EXTRACTED DATA ::
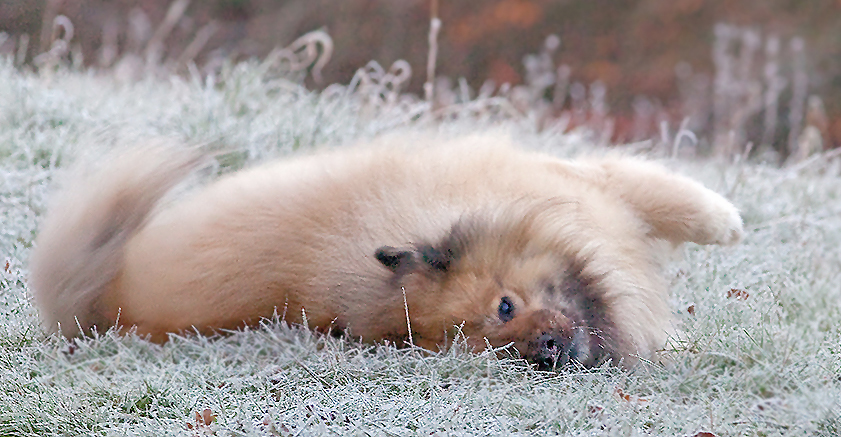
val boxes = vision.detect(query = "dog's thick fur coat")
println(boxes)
[30,137,742,367]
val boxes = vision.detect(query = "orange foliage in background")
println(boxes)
[0,0,841,148]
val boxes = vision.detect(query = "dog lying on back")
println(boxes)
[30,137,742,368]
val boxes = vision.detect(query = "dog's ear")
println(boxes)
[374,246,414,272]
[374,245,453,274]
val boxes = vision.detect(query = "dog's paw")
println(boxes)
[699,192,745,246]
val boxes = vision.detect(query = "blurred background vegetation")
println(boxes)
[0,0,841,163]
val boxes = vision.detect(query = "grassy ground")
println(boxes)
[0,61,841,436]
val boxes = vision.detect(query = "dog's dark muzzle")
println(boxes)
[526,327,596,370]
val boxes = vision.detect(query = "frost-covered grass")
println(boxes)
[0,61,841,436]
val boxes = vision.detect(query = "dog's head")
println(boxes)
[376,200,616,369]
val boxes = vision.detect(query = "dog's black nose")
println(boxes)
[528,328,592,370]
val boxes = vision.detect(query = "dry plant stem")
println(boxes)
[15,33,29,65]
[400,287,415,347]
[787,37,809,159]
[423,0,441,103]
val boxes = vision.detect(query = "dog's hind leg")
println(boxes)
[595,158,744,245]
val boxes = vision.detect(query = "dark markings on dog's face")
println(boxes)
[376,206,616,370]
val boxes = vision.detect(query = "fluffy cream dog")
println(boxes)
[30,137,742,368]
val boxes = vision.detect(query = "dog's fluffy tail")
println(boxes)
[29,144,202,337]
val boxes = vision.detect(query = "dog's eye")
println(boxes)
[497,296,514,323]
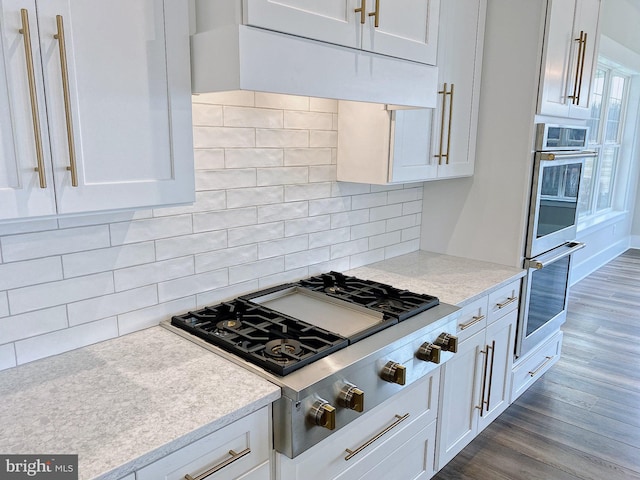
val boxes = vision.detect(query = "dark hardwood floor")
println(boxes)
[434,250,640,480]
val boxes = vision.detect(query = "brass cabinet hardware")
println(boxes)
[369,0,380,28]
[529,356,553,377]
[344,413,409,460]
[18,8,47,188]
[484,340,496,413]
[458,315,486,330]
[354,0,367,25]
[496,296,518,310]
[184,448,251,480]
[53,15,78,187]
[434,83,454,165]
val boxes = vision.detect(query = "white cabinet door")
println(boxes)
[362,0,446,65]
[429,0,487,178]
[38,0,192,213]
[0,0,56,219]
[538,0,600,118]
[243,0,360,49]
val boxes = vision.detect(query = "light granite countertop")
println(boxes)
[345,250,526,307]
[0,327,280,480]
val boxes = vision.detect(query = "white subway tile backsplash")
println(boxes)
[195,245,258,273]
[284,247,331,270]
[0,256,62,290]
[0,305,69,343]
[284,148,333,166]
[113,256,195,292]
[227,185,284,208]
[156,230,227,260]
[196,168,256,191]
[158,269,229,303]
[223,106,283,128]
[118,295,196,335]
[284,110,333,130]
[229,257,284,285]
[193,207,258,232]
[257,167,309,185]
[15,317,118,365]
[255,92,309,110]
[258,201,309,223]
[228,222,284,247]
[0,343,16,370]
[225,148,284,168]
[67,285,158,326]
[109,215,193,246]
[62,242,155,278]
[284,215,331,237]
[258,235,309,259]
[0,225,110,263]
[8,272,114,315]
[256,128,309,148]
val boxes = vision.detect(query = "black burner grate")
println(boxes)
[300,272,440,321]
[171,300,349,376]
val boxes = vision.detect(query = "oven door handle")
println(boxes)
[540,150,598,160]
[527,242,586,270]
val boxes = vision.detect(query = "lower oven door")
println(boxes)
[516,242,585,357]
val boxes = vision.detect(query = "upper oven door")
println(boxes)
[526,152,595,258]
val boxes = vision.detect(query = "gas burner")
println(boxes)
[264,338,302,362]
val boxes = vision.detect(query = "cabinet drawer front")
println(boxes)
[276,368,440,480]
[456,296,489,342]
[136,407,271,480]
[487,280,520,324]
[511,332,562,402]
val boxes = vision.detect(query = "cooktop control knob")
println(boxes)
[338,385,364,413]
[416,342,442,363]
[380,362,407,385]
[309,400,336,430]
[433,332,458,353]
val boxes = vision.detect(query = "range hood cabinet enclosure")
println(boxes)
[191,0,438,108]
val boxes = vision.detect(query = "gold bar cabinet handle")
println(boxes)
[53,15,78,187]
[458,315,486,330]
[18,8,47,188]
[354,0,367,25]
[434,83,447,165]
[184,448,251,480]
[529,356,553,377]
[569,30,584,105]
[576,32,587,105]
[344,413,409,460]
[369,0,380,28]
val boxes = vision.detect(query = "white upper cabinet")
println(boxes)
[0,0,194,219]
[538,0,600,119]
[337,0,486,184]
[244,0,440,65]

EXERCISE BRIEF :: List each line of the listing above that contains the word "black". Case counts.

OUTPUT OF THE EXERCISE ::
val boxes = vision.detect(query = "dog's black nose")
val boxes = vision.detect(query = "black burner grate")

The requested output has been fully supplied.